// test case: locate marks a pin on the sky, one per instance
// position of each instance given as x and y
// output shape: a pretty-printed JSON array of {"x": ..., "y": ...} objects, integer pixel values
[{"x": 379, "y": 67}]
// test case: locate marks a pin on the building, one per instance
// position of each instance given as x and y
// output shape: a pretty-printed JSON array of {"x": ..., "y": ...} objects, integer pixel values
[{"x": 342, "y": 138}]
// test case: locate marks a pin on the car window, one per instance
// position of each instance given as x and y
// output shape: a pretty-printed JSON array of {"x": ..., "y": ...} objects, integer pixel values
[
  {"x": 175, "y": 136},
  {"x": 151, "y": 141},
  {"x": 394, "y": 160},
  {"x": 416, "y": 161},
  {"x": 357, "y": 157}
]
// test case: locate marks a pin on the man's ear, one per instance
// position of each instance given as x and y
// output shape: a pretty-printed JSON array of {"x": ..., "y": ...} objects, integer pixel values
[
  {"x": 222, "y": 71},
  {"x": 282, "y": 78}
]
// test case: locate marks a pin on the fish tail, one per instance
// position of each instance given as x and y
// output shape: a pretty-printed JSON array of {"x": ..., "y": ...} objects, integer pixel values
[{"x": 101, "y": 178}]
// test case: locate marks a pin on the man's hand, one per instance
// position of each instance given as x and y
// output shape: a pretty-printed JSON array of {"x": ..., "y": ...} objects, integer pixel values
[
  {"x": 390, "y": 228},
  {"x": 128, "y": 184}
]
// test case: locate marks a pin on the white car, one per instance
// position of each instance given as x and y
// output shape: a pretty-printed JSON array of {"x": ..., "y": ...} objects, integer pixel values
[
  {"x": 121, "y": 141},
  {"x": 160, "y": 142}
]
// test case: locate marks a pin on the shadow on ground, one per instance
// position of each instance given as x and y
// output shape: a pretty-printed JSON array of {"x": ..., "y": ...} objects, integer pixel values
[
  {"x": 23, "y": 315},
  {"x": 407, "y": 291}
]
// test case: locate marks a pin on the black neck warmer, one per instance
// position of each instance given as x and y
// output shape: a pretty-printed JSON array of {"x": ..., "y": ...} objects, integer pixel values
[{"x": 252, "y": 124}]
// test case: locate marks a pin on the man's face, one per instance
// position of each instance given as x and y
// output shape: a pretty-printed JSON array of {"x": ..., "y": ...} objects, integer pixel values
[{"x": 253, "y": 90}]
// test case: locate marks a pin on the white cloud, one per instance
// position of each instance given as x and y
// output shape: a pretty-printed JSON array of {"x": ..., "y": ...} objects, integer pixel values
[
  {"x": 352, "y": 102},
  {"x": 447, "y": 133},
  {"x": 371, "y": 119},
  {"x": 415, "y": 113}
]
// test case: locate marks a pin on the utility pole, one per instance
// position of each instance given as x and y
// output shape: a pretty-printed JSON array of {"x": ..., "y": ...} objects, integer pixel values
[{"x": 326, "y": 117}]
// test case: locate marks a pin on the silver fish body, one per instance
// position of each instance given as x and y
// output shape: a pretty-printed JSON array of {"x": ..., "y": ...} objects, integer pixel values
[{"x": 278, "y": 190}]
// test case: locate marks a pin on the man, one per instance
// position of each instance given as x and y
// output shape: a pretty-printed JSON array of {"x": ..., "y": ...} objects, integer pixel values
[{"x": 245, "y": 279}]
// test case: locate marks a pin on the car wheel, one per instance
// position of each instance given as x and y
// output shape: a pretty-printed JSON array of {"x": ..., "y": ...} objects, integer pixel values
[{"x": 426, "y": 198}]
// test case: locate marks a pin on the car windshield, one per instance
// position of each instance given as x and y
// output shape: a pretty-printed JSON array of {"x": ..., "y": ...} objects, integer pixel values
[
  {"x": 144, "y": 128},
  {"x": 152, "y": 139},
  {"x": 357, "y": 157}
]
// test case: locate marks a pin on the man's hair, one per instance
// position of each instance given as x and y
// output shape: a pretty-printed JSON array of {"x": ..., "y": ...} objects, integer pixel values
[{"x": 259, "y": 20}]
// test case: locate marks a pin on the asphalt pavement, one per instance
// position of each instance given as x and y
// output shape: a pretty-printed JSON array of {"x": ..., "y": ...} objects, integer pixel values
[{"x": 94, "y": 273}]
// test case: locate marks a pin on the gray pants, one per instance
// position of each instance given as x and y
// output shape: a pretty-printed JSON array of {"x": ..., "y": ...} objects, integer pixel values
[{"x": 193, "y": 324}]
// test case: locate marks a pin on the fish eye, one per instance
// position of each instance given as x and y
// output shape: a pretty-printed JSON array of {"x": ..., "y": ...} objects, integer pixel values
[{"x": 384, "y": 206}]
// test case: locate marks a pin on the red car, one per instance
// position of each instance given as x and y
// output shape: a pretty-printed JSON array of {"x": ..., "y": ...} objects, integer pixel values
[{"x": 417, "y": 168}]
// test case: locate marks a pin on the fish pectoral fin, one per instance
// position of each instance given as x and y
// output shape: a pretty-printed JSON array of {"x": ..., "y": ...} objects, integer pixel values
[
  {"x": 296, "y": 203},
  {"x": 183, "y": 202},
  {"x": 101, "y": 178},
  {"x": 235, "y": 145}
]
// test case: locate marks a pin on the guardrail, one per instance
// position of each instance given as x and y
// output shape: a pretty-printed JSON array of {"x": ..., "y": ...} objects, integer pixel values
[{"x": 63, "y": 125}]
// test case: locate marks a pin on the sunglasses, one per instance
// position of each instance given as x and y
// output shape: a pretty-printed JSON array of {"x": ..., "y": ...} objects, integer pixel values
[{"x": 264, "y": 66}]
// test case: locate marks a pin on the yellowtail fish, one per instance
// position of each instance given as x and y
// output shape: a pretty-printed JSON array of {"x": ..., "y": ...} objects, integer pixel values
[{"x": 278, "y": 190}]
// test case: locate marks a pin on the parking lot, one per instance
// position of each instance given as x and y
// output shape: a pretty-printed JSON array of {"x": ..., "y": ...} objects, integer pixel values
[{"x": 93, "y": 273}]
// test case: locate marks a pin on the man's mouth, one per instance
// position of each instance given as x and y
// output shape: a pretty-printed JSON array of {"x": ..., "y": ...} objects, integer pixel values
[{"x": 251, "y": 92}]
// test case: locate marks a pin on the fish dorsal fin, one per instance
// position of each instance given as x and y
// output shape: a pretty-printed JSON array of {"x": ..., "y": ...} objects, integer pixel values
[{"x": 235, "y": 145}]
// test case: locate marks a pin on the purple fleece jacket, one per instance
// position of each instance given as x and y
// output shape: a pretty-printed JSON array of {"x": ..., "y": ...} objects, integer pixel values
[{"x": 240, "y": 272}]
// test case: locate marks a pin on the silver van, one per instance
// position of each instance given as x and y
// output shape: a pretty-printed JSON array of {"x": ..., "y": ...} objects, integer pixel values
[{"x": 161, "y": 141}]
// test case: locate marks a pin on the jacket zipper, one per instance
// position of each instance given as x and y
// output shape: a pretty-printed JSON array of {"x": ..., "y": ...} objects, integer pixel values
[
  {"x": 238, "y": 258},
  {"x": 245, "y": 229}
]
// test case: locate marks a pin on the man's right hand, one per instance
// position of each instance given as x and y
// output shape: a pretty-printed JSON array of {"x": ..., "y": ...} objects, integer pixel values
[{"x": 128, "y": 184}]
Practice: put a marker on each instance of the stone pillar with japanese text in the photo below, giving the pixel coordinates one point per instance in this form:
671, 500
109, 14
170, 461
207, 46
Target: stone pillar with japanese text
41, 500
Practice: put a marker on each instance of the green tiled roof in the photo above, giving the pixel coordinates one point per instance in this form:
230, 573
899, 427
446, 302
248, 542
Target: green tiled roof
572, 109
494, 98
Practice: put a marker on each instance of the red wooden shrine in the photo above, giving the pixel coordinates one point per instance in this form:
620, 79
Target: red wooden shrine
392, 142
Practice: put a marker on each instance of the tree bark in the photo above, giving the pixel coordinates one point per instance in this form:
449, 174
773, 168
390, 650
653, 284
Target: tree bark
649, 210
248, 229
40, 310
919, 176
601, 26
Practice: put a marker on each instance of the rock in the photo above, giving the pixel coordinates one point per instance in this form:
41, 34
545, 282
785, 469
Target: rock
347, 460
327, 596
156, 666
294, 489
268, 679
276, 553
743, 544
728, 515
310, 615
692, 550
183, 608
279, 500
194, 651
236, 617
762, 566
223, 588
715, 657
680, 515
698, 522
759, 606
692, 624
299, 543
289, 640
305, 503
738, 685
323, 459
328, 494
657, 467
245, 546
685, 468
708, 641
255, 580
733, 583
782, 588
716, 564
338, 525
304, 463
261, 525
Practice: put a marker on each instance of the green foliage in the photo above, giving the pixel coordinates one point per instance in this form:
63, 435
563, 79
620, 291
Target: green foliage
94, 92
* * * * *
Produce only the lines from the line containing "van, one per instance" through the line containing "right hand, one per instance", inclusive of both, exactly as they stand in the entries above.

= Response area =
// test case: locate marks a pin on the silver van, one per instance
// position of each instance given as x and y
// output shape: a pretty-printed JSON array of {"x": ..., "y": ...} objects, integer pixel values
[{"x": 161, "y": 141}]
// test case: locate marks a pin on the jacket zipper, one per instance
// position of each instance given as x and y
// output shape: a pretty-printed JSON array of {"x": ..., "y": ...} objects, integer pixel values
[
  {"x": 238, "y": 258},
  {"x": 245, "y": 229}
]
// test case: locate marks a pin on the man's right hand, one per instance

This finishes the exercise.